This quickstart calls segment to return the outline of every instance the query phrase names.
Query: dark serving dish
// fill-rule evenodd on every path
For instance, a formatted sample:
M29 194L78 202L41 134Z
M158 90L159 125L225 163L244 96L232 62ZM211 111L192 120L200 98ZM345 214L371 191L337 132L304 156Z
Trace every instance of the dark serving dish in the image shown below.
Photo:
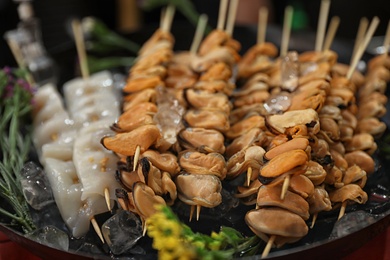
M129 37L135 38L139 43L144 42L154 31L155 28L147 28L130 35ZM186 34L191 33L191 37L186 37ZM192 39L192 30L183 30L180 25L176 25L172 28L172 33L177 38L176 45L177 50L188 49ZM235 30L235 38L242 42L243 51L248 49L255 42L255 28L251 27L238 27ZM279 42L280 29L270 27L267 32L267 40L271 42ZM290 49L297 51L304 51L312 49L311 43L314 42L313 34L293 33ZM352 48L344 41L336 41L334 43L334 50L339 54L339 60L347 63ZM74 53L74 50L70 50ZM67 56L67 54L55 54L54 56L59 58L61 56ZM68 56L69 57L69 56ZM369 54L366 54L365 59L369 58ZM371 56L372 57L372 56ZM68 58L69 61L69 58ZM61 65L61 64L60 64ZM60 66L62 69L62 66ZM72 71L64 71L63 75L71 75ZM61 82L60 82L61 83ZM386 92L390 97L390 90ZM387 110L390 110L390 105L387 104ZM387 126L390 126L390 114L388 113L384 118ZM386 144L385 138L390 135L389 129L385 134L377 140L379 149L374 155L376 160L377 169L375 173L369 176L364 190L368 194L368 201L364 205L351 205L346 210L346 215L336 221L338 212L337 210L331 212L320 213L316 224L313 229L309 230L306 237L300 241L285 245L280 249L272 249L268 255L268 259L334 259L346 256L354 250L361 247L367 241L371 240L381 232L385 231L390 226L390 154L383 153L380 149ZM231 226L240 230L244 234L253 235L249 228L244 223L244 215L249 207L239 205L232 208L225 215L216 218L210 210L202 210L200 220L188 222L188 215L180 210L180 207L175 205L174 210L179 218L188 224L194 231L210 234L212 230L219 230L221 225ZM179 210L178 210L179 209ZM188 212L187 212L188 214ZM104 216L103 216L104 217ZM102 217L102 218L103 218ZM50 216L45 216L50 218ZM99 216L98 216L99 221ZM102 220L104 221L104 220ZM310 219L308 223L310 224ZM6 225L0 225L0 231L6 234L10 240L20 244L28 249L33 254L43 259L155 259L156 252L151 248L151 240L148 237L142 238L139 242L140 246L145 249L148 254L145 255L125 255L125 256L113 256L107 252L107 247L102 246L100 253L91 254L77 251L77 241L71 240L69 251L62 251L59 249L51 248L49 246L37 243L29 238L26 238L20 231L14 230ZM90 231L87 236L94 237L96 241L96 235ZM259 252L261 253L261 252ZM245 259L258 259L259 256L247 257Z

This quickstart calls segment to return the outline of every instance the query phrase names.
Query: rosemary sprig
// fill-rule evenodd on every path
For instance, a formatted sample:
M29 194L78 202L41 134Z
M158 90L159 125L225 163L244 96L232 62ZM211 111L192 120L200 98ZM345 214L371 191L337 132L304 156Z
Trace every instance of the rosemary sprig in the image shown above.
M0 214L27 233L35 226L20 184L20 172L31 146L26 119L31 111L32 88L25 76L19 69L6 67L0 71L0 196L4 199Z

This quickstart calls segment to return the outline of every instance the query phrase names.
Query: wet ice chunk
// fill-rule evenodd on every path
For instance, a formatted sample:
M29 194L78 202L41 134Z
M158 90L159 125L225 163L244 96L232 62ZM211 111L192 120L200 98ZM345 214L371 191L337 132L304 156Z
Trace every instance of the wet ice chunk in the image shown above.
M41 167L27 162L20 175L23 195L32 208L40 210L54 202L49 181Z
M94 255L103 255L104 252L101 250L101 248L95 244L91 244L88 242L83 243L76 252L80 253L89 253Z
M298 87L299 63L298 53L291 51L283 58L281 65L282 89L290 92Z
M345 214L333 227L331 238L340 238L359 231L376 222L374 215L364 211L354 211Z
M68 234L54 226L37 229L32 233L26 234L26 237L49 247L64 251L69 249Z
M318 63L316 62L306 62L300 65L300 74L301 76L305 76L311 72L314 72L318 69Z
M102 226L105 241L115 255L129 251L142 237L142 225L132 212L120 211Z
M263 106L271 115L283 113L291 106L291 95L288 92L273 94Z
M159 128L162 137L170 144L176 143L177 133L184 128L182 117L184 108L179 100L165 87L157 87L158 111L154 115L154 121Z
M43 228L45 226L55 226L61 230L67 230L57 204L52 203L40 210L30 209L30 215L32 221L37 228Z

++++++++++

Work request:
Leaving out the pictures, repeat the data above exactly.

Solution to this problem:
This quickstart calls segment to return the outline of every instance the query phrase names.
Query: dark serving dish
// fill-rule evenodd on every path
For instance, a formatted sample:
M29 194L78 202L41 134Z
M158 90L159 125L225 163L244 96L232 62ZM211 111L192 120L200 98ZM345 214L371 191L337 132L304 156Z
Trace every instance of the dark serving dish in the image shown below.
Photo:
M129 37L135 38L139 43L144 42L154 31L155 28L147 28L130 35ZM186 34L191 33L191 37L186 37ZM192 39L192 30L183 30L180 25L176 25L172 28L172 33L177 38L176 45L177 50L188 49ZM235 30L235 38L242 42L243 51L248 49L255 42L255 28L251 27L238 27ZM279 42L280 29L270 27L267 32L267 40L271 42ZM290 49L297 51L304 51L312 49L311 43L314 42L313 34L293 33ZM352 48L344 41L336 41L334 43L334 50L339 54L339 60L347 63ZM74 53L74 50L70 50ZM67 56L67 54L55 54L54 56L59 58L61 56ZM68 56L69 57L69 56ZM369 54L366 54L365 59L369 58ZM371 56L372 57L372 56ZM68 58L69 61L69 58ZM61 65L61 64L60 64ZM60 66L62 69L62 66ZM72 71L64 71L63 75L71 75ZM61 82L60 82L61 83ZM386 92L390 97L390 90ZM387 110L390 110L390 105L387 104ZM387 126L390 126L390 114L388 113L384 118ZM386 144L385 138L390 135L389 129L385 134L377 140L379 149L374 155L376 160L377 169L375 173L369 176L364 190L368 194L368 201L364 205L351 205L346 210L346 215L336 221L338 212L337 210L331 212L320 213L316 224L313 229L309 230L306 237L300 241L285 245L280 249L272 249L268 255L268 259L334 259L346 256L354 250L361 247L367 241L371 240L381 232L385 231L390 226L390 154L383 153L380 149ZM231 226L240 230L244 234L253 235L249 228L244 223L244 215L249 207L239 205L232 208L225 215L216 218L210 210L202 210L200 220L188 222L188 215L180 210L180 207L175 205L174 210L179 218L188 224L194 231L210 234L212 230L219 230L221 225ZM179 210L178 210L179 209ZM188 212L187 212L188 214ZM104 216L103 216L104 217ZM102 217L102 218L103 218ZM50 216L45 216L50 218ZM99 216L98 216L99 221ZM102 220L104 221L104 220ZM310 219L308 223L310 224ZM6 225L0 225L0 231L6 234L10 240L20 244L28 249L33 254L43 259L155 259L156 252L151 248L151 240L148 237L142 238L139 242L140 246L145 249L148 254L145 255L125 255L125 256L113 256L107 252L107 247L102 246L100 253L91 254L77 251L77 241L71 240L69 251L62 251L59 249L51 248L49 246L37 243L29 238L26 238L20 231L14 230ZM90 231L87 236L94 237L96 241L96 235ZM259 252L261 253L261 252ZM245 259L258 259L259 256L247 257Z

This quickstart calls segment to return the outline of every instance the query phrase names.
Query: rosemary sprig
// fill-rule evenodd on every path
For instance, a formatted sample:
M29 194L78 202L41 134Z
M158 90L159 125L225 163L244 96L232 62ZM211 111L192 120L200 98ZM345 214L371 191L337 132L304 156Z
Trace every instance of the rosemary sprig in the image shown above.
M0 214L27 233L35 226L20 184L20 172L31 146L26 119L31 111L32 88L25 76L19 69L6 67L0 71L0 196L4 199Z

This quickstart calls segment to return the outline of every instance the query phrase names.
Query: wet ice chunk
// fill-rule evenodd on every path
For instance, a formatted sample:
M29 194L78 202L41 134Z
M158 90L159 125L225 163L244 96L232 62ZM211 111L192 120L200 98ZM345 214L371 191L337 132L304 156Z
Trace every instance of the wet ice chunk in the image shown above.
M41 167L27 162L20 175L23 195L32 208L40 210L54 202L49 181Z
M94 255L103 255L104 252L101 250L101 248L95 244L91 244L88 242L83 243L76 252L80 253L89 253Z
M298 87L299 63L298 53L291 51L283 58L281 65L282 89L290 92Z
M345 214L333 227L331 238L340 238L359 231L376 222L374 215L364 211L354 211Z
M68 234L54 226L37 229L32 233L26 234L26 237L49 247L64 251L69 249Z
M318 63L316 62L306 62L300 65L300 74L301 76L305 76L311 72L314 72L318 69Z
M102 226L105 241L115 255L129 251L142 237L142 225L132 212L120 211Z
M263 106L271 115L283 113L291 106L291 95L288 92L273 94Z
M159 128L162 137L170 144L176 143L177 133L184 128L182 117L184 108L179 100L165 87L157 87L158 111L154 115L154 121Z
M43 228L45 226L55 226L61 230L67 230L57 204L52 203L40 210L30 209L30 215L32 221L37 228Z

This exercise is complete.